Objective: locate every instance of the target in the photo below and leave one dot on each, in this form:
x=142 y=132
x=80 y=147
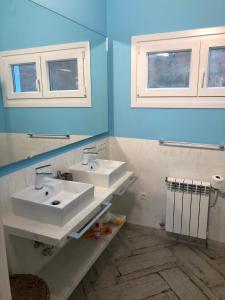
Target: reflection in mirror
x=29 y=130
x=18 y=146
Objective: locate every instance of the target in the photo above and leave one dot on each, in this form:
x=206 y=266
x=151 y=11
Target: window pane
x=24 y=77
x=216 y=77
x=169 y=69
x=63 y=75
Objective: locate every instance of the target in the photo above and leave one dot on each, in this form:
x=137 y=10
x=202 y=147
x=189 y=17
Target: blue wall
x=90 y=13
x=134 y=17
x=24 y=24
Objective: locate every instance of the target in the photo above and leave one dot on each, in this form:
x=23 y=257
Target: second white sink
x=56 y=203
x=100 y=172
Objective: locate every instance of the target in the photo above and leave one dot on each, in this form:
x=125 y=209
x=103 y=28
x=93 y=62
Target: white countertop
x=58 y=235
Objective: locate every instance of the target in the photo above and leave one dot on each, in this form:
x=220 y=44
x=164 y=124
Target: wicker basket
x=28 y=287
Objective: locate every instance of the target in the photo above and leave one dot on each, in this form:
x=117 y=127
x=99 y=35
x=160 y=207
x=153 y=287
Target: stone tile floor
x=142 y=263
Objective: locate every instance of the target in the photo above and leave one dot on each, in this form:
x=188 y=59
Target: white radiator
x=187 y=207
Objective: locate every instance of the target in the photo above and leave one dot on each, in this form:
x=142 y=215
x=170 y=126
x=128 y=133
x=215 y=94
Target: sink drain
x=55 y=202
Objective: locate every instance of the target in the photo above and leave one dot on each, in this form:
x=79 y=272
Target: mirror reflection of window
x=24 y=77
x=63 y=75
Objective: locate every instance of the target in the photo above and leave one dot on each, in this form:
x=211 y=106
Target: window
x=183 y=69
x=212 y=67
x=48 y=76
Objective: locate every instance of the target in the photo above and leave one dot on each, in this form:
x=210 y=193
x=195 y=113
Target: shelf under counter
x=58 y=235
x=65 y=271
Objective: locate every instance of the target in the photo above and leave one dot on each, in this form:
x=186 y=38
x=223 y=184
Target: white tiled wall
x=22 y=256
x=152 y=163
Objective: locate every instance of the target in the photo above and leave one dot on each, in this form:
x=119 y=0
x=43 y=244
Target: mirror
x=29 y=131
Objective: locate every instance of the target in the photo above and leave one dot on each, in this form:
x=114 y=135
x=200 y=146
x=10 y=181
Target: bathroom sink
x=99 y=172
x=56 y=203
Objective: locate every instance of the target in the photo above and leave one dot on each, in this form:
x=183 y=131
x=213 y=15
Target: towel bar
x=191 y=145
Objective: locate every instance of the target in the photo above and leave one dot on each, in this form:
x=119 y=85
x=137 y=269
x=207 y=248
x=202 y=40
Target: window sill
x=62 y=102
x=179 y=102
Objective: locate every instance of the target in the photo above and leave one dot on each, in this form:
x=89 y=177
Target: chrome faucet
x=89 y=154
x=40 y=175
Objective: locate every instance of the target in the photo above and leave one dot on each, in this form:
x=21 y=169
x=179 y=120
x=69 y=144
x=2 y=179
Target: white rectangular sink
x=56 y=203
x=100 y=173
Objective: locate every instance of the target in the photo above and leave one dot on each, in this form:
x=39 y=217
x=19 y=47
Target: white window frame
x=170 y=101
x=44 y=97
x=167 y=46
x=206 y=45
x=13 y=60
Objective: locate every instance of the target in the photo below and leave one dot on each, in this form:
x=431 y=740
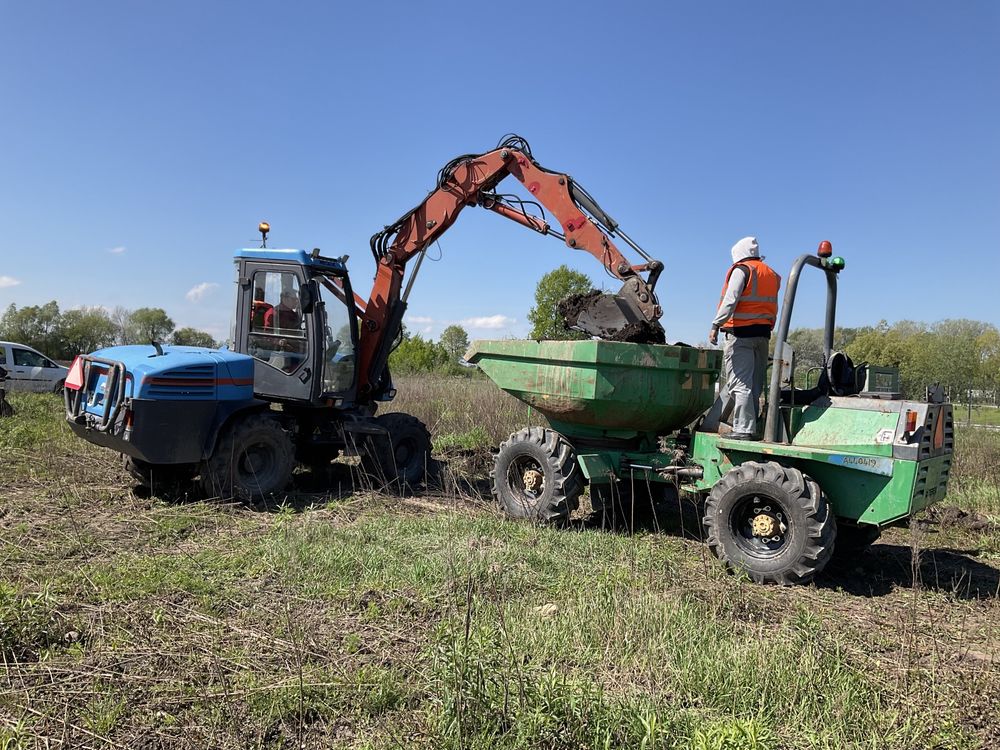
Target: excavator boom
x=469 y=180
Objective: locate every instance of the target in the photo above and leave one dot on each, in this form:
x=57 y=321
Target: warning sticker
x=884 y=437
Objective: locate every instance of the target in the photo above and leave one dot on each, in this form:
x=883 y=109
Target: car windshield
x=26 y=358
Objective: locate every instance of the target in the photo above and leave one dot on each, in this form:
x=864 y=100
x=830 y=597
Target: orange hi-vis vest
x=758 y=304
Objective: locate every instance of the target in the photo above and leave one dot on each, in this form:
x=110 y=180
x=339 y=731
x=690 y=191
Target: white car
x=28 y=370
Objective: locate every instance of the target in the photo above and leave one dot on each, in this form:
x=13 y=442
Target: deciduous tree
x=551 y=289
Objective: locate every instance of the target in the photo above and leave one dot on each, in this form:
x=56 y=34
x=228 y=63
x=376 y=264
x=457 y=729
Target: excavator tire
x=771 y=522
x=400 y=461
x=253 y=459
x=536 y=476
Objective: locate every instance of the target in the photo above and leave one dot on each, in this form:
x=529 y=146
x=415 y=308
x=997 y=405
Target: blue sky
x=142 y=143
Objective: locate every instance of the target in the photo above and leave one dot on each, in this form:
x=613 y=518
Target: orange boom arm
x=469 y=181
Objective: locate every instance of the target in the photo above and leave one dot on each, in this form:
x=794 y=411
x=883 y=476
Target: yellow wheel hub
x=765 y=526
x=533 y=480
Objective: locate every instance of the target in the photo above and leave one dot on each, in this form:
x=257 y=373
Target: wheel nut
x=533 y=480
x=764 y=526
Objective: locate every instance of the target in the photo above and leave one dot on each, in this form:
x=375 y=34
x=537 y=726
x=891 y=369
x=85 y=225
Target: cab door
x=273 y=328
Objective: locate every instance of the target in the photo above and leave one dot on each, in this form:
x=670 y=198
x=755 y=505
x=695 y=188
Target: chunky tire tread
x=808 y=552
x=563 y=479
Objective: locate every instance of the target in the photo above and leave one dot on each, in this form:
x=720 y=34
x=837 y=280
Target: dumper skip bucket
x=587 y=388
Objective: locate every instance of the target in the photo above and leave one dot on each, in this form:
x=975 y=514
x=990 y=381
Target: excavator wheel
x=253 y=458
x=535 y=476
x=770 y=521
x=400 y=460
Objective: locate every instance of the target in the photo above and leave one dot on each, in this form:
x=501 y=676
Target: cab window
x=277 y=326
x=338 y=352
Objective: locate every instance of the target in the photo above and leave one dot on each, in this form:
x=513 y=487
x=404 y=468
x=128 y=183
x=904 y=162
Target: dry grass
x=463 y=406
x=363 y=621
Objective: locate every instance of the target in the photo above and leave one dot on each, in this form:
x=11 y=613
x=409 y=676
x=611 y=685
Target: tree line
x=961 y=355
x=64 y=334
==================================================
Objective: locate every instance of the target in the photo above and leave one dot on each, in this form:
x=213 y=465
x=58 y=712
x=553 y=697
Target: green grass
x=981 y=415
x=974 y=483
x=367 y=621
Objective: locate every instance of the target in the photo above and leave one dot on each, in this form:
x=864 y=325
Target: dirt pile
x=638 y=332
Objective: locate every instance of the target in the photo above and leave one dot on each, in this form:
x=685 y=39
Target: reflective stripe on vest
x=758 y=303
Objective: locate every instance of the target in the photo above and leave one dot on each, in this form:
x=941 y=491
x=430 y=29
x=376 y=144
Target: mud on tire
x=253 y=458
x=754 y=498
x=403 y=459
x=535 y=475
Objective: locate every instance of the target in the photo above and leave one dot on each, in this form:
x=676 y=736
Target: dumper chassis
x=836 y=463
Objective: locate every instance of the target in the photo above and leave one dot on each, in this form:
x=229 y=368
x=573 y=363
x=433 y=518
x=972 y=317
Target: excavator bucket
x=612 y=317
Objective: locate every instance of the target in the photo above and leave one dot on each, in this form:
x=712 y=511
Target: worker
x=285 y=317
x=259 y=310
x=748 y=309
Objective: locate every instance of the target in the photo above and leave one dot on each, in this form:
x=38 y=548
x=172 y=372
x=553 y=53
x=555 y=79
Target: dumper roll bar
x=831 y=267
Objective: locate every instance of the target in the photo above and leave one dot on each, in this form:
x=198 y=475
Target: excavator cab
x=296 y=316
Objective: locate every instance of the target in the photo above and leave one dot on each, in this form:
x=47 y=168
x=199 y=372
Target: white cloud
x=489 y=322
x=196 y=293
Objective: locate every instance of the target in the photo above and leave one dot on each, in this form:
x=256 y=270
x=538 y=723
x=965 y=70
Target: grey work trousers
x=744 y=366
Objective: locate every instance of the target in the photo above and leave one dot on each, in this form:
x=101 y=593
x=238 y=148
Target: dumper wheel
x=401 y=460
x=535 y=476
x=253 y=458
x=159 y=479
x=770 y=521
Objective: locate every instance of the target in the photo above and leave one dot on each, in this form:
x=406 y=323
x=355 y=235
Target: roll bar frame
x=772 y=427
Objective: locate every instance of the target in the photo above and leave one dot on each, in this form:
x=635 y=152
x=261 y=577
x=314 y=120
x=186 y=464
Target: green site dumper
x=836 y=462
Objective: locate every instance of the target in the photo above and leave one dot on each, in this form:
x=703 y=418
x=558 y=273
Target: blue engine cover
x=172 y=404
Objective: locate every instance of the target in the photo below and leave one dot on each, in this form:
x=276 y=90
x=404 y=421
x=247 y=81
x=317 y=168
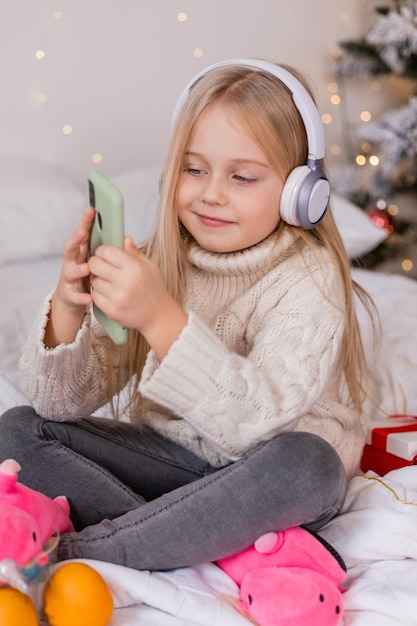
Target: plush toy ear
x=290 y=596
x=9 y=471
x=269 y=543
==================================================
_Challenge:_ List each line of the material above that contains the word "excavator".

_Final result:_
Target: excavator boom
Target: excavator tire
Target: excavator wheel
Target: excavator bucket
Target: excavator cab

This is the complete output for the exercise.